- Excerpt

These woods are like home to me. Whenever I return it is as if I have come back to my spiritual center. This is where it truly began for me. I was a misguided youth full of angst and hostility, disillusioned by the world, and spiritually injured. But these woods are a place of healing and renewal, and they changed me. Over the years I’ve seen other people changed by these woods as well.
The medicine is strong along this creek. The waters are crisp, clear and purifying, and I swear I can hear the voices from generations of spirits echo through the clay-bank valleys, enticing me to release the stresses and pains of my mortal existence, bringing my spirit back to light.
I had my first powerful vision here, where I was healed and transformed into something that could be of better service to my people; something I’m ashamed to admit I had strayed too far from over recent years.
I have experienced giving, sharing, and loving in these woods that are too rarely found in the outside world.
We’ve had gatherings of great souls, teaching circles, solstice and equinox festivities. Barefoot hippies, country kids, urbanites rediscovering themselves and an assortment of other wanderers have met here as family to share in each other’s good graces. Bonfires and drums, maypoles, and moonlight dancing bringing people together in love and laughter. Here, we are free.

- Dataset records
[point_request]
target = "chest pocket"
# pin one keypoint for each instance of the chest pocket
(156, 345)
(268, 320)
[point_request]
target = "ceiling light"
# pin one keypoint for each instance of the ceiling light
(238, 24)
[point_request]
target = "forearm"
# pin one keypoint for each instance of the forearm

- Exercise description
Retype the passage about the woods between "I had my first" and "the outside world.", inclusive.

- Completed exercise
I had my first powerful vision here, where I was healed and transformed into something that could be of better service to my people; something I’m ashamed to admit I had strayed too far from over recent years.
I have experienced giving, sharing, and loving in these woods that are too rarely found in the outside world.